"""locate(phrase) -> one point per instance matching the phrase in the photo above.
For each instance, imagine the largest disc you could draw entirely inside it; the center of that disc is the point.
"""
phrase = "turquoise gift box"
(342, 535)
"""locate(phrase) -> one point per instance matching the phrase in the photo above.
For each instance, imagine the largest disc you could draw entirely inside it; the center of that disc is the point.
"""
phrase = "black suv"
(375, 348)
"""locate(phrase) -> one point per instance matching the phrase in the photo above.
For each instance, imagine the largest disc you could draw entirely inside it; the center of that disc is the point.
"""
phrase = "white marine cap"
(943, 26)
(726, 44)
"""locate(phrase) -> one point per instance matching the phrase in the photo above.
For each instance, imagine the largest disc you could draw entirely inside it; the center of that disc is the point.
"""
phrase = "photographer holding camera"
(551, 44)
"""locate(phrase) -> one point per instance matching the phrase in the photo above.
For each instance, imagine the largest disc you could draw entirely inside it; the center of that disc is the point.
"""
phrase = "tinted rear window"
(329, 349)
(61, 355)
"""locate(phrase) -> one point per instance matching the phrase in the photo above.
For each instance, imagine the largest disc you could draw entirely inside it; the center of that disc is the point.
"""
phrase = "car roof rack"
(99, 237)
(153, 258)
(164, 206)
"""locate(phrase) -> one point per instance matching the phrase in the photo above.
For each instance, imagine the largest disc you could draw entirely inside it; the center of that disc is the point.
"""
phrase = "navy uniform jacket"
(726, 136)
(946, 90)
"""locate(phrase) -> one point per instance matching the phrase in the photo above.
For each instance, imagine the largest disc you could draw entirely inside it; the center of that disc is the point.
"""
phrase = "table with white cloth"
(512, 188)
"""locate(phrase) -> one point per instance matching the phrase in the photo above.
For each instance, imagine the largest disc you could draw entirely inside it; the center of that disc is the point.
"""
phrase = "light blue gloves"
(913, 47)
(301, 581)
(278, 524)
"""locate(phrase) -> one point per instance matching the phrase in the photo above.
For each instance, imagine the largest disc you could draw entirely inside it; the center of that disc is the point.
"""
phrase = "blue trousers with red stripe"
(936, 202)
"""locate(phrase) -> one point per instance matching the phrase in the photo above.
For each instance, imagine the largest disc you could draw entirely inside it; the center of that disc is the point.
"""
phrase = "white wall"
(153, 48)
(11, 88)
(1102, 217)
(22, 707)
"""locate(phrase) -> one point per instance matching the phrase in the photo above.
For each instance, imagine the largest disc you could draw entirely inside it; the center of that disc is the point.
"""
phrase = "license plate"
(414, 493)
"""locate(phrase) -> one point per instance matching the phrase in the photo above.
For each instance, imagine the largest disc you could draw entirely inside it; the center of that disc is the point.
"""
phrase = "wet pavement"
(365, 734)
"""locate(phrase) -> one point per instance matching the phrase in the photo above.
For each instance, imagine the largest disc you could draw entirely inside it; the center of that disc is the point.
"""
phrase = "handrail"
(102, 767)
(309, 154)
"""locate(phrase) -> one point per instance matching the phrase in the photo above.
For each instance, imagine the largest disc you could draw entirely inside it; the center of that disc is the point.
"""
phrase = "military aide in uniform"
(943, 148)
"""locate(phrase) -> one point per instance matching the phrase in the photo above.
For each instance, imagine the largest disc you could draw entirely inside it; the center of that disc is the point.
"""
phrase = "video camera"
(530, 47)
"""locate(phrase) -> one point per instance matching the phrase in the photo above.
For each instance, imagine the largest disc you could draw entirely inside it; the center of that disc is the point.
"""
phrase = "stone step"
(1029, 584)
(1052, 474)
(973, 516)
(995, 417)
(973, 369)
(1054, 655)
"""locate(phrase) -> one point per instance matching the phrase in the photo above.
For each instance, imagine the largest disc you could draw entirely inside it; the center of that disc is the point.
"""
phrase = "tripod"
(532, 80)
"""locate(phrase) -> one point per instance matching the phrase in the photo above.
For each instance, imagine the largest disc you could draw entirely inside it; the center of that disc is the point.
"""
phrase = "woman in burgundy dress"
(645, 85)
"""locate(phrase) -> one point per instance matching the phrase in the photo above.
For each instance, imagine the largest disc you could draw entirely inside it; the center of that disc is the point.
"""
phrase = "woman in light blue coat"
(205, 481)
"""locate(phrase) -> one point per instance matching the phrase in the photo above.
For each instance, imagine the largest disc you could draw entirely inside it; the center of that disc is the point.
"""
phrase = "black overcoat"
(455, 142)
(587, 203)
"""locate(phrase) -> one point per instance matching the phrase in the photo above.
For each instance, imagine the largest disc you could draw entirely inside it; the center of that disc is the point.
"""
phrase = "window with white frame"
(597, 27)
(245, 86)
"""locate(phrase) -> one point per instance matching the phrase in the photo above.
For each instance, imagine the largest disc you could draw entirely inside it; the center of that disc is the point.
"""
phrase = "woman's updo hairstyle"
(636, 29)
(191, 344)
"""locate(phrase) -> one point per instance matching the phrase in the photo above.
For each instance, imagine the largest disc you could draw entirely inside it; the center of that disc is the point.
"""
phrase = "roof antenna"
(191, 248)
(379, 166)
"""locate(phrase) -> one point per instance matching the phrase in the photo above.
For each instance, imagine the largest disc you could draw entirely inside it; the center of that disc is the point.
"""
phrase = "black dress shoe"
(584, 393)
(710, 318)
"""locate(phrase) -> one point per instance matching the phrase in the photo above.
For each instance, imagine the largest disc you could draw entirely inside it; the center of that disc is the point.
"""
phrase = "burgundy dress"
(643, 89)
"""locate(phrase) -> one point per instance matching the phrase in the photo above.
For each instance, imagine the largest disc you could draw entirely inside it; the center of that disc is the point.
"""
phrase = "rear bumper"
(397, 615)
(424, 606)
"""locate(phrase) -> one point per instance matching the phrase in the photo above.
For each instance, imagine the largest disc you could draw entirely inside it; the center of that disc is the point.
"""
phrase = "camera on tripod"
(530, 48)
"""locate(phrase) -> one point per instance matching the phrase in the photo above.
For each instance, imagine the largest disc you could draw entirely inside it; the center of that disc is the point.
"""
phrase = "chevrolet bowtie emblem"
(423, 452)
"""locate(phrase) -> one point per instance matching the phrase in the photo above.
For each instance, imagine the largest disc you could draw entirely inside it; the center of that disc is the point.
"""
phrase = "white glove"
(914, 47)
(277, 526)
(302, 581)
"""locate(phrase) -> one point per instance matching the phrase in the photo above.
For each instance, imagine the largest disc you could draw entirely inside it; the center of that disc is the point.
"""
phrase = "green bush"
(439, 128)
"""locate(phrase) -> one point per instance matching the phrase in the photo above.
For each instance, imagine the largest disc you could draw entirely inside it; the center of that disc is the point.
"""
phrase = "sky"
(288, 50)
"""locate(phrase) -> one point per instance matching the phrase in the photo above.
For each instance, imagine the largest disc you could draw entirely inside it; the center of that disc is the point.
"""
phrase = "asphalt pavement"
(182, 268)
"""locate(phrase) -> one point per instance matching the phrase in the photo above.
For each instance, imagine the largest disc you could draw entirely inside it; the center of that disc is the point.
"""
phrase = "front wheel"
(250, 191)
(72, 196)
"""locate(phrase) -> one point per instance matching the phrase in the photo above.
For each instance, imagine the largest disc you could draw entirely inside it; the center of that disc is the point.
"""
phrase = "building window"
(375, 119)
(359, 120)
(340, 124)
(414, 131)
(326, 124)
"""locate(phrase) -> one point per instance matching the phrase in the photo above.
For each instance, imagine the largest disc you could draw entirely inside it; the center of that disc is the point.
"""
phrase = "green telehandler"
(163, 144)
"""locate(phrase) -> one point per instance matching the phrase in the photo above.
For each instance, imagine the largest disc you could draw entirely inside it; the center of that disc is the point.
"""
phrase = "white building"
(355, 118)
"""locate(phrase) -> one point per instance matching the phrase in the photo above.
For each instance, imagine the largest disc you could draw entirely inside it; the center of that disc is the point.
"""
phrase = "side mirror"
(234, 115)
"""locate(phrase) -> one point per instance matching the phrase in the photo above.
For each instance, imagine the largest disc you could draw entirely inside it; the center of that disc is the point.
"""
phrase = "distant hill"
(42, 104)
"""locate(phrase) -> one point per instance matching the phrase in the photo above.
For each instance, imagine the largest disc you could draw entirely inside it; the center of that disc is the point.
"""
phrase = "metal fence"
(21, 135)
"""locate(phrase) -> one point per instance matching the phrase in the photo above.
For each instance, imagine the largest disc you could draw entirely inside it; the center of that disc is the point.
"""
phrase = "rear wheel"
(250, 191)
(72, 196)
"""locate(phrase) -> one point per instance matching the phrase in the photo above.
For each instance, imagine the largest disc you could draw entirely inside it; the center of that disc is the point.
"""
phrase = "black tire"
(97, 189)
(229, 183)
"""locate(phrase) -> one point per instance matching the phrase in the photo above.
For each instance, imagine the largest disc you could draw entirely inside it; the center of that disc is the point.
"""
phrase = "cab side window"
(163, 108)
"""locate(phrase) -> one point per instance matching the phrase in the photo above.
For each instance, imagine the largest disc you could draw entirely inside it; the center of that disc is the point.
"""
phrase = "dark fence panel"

■ ■ ■ ■

▶ _Exercice_
Repérez dans le listing chaque ligne où figure le mot « blue », puis recopiez-la intégralement.

▶ _Corrigé détaillé_
phrase = "light blue gloves"
phrase = "blue trousers with red stripe"
phrase = "woman in light blue coat"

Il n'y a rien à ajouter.